▶ TASK INSTRUCTIONS
Pull out each line of the data that includes the word "field".

[Spatial localization data]
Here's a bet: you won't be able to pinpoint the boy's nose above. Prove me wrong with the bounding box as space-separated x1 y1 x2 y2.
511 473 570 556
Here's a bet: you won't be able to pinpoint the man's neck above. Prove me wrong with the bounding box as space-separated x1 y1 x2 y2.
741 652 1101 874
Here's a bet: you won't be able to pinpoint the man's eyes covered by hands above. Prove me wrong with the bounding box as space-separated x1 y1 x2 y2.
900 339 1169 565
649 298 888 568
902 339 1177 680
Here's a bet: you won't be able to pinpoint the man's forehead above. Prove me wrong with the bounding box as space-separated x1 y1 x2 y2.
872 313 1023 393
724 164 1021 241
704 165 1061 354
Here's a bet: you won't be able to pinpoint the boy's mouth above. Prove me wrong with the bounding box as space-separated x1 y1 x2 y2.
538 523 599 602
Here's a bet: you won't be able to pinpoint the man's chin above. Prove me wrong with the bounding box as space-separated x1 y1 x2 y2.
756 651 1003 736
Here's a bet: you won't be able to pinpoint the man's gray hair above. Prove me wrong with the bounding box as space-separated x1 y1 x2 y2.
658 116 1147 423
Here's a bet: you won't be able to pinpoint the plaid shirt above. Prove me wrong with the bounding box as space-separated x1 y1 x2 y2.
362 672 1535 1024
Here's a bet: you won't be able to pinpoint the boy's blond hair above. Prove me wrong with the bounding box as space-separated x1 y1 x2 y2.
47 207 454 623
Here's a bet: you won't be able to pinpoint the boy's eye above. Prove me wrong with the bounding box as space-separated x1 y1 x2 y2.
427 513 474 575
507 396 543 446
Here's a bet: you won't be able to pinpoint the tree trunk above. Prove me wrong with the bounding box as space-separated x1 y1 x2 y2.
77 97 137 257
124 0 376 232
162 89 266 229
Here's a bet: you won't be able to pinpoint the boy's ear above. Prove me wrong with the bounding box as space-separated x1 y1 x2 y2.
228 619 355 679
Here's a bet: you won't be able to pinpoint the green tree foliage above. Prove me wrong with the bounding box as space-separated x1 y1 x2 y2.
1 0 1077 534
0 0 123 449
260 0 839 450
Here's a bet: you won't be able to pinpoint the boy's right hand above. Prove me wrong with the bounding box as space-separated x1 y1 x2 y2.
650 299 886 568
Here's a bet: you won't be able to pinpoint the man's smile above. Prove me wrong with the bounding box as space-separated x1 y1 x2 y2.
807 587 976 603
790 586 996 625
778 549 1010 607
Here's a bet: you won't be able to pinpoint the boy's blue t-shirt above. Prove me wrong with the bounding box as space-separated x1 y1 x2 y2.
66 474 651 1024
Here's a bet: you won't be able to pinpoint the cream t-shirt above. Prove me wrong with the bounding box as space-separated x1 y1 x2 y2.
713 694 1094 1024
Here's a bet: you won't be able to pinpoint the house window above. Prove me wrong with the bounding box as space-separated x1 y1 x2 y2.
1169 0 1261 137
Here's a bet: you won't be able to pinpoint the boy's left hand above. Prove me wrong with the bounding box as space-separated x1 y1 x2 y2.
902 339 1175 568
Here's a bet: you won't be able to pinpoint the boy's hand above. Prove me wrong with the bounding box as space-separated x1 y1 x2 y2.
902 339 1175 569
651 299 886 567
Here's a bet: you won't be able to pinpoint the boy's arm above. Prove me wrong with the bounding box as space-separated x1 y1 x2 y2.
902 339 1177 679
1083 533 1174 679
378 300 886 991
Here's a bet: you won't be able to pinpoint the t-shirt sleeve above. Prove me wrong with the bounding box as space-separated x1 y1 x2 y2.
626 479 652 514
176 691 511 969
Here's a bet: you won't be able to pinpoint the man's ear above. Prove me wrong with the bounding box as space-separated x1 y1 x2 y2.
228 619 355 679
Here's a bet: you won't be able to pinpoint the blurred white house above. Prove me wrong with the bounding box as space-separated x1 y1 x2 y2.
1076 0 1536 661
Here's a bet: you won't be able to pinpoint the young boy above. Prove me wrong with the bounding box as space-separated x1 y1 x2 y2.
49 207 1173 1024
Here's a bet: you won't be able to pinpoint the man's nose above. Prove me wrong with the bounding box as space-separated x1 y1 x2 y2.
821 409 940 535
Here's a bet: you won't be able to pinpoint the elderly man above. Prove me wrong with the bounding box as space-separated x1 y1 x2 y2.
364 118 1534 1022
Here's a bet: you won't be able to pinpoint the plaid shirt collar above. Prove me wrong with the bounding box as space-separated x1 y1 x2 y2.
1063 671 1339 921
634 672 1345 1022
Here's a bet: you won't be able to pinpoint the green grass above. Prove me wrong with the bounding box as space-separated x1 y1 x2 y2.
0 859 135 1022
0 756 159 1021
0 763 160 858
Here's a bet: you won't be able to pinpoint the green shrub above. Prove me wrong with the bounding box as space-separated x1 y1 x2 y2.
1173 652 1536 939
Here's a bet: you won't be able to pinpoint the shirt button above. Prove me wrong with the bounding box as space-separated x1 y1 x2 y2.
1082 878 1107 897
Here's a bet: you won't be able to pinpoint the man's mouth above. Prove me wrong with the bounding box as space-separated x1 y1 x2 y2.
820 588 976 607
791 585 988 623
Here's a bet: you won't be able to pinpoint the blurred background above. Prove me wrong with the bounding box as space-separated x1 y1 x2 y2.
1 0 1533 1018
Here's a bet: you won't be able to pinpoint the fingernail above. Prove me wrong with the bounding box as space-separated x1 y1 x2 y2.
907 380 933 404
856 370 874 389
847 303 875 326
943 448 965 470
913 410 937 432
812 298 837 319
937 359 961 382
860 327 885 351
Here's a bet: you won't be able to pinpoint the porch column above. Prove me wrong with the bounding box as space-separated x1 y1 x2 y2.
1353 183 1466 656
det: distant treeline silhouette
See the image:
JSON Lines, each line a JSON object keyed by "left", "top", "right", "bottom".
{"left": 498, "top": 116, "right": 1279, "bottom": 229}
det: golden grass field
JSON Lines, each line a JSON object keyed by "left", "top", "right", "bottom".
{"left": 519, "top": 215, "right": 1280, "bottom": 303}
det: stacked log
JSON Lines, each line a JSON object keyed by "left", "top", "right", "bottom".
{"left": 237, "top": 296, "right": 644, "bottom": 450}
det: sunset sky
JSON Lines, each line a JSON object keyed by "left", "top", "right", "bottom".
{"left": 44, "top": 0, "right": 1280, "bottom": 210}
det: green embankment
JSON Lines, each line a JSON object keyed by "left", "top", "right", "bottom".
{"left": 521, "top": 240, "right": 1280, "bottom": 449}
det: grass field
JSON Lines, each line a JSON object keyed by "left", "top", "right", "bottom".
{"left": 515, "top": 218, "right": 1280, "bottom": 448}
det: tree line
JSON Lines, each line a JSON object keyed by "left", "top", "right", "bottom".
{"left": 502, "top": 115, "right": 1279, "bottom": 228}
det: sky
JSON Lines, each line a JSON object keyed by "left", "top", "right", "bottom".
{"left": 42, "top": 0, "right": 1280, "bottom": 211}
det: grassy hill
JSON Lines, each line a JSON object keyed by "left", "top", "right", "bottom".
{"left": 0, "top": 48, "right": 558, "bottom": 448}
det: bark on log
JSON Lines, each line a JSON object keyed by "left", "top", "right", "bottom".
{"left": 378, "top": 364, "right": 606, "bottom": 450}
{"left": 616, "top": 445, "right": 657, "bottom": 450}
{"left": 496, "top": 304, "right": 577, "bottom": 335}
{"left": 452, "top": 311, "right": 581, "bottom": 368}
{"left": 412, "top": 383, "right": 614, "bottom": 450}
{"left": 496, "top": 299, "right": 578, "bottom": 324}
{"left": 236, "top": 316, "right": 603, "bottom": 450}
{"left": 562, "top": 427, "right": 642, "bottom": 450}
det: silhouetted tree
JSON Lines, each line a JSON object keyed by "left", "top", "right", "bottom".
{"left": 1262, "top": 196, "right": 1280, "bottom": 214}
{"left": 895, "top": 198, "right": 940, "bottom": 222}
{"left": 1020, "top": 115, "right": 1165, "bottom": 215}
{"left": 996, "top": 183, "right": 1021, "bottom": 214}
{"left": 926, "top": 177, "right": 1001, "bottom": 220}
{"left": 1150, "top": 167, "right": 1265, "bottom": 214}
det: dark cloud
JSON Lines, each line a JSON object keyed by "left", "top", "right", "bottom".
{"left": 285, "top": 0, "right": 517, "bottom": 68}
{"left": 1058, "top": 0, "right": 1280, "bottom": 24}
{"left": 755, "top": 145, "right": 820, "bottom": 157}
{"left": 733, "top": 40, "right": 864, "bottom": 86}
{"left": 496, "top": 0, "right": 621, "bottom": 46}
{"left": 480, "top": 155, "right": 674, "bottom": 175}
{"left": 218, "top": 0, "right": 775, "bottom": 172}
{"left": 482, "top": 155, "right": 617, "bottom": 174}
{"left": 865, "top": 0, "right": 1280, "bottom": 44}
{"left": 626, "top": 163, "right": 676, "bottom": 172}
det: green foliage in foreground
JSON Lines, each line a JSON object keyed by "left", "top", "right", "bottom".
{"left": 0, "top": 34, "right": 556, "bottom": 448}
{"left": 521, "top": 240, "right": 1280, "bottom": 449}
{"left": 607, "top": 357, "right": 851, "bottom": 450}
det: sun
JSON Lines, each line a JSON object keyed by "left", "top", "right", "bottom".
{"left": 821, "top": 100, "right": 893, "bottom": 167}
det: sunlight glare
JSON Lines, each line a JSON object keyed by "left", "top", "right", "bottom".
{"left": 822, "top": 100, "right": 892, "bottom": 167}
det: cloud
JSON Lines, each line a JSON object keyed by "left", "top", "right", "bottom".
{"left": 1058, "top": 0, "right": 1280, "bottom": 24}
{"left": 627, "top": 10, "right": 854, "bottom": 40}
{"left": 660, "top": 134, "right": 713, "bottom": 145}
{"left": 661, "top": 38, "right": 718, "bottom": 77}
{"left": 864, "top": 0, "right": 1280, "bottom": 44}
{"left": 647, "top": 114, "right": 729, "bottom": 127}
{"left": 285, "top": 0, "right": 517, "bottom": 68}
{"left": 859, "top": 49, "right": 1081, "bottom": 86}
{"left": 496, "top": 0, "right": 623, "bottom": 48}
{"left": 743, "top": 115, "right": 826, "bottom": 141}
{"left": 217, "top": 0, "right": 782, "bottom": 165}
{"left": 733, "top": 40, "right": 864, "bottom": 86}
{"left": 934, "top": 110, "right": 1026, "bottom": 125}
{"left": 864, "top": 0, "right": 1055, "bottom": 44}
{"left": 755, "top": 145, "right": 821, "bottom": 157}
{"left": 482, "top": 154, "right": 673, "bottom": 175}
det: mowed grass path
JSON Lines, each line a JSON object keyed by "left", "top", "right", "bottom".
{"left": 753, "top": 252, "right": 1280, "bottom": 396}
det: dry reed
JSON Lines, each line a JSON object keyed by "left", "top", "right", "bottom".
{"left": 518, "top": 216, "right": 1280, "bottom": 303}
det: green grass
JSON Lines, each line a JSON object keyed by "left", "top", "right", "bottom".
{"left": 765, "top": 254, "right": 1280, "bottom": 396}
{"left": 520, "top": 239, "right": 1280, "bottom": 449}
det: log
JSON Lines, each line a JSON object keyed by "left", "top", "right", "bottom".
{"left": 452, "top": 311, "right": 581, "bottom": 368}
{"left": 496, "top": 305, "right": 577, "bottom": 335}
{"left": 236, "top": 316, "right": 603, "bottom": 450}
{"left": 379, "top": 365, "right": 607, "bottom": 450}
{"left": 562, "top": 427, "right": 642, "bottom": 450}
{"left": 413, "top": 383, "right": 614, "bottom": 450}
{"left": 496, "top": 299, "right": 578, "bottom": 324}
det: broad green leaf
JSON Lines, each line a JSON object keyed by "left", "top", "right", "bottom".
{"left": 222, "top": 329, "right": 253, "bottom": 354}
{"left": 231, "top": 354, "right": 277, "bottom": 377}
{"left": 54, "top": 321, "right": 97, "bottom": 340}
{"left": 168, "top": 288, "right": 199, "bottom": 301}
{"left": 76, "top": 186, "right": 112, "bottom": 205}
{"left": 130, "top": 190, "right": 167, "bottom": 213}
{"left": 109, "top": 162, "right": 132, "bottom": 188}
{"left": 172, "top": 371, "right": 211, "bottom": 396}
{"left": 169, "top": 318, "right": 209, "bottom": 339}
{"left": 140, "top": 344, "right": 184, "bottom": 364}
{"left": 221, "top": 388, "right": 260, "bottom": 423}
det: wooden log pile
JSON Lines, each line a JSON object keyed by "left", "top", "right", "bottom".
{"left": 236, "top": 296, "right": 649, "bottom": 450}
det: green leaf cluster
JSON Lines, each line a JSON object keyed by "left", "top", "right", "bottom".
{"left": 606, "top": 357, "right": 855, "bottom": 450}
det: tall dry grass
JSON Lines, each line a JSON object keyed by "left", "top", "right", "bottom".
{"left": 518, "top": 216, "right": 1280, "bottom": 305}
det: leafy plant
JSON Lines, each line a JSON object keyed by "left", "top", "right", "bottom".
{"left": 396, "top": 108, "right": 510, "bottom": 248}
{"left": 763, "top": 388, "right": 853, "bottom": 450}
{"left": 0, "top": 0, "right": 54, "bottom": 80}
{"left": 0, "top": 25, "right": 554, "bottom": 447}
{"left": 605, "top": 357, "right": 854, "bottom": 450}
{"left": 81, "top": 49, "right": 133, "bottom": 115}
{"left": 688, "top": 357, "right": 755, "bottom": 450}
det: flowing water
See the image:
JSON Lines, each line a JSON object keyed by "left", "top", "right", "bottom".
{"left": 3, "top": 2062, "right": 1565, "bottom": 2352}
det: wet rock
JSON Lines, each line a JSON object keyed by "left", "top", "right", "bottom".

▶ ANSWER AREA
det: golden grass field
det: grass field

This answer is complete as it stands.